**DIRECTION**
Please reproduce the listing below with every "instance" switched to "object" and nothing else changed. Leave the pictures out of your answer.

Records
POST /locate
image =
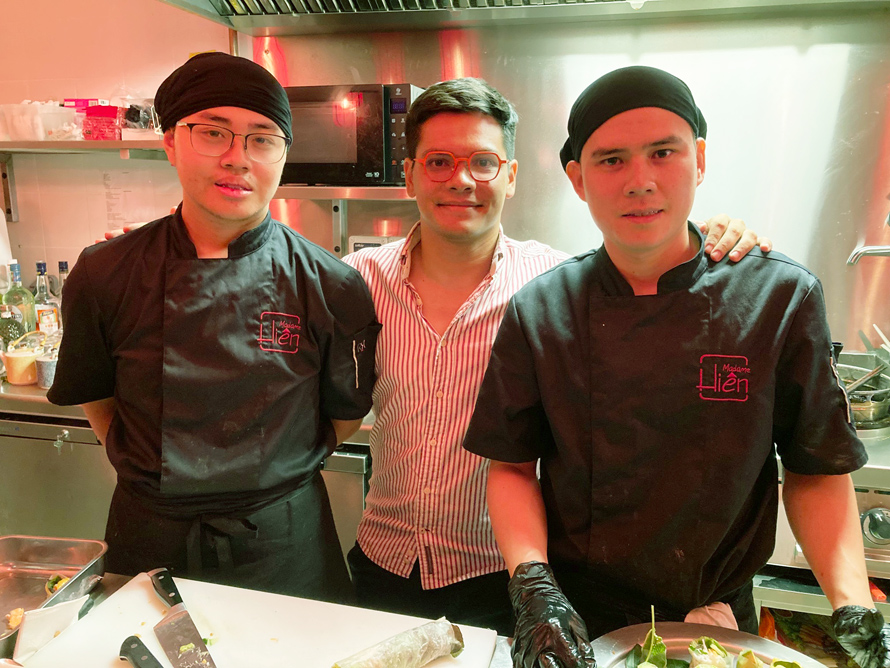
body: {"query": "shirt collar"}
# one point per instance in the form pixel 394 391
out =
pixel 413 240
pixel 245 244
pixel 679 278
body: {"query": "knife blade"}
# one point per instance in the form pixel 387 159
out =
pixel 134 651
pixel 177 632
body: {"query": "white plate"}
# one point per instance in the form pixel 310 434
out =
pixel 611 649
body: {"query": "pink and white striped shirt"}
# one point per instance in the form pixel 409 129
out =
pixel 427 494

**THE COMPLETED TASK**
POST /locate
image =
body: {"query": "shirt collar"}
# one point per object in the form pixel 394 391
out =
pixel 413 240
pixel 245 244
pixel 679 278
body: {"query": "knife blade"}
# one point per object in the form pixel 387 159
out =
pixel 134 651
pixel 177 632
body: {"query": "white plate"}
# one point per object in the form pixel 310 434
out =
pixel 611 649
body: {"query": "pink and white striped shirt"}
# one point per object in the form pixel 409 129
out =
pixel 427 494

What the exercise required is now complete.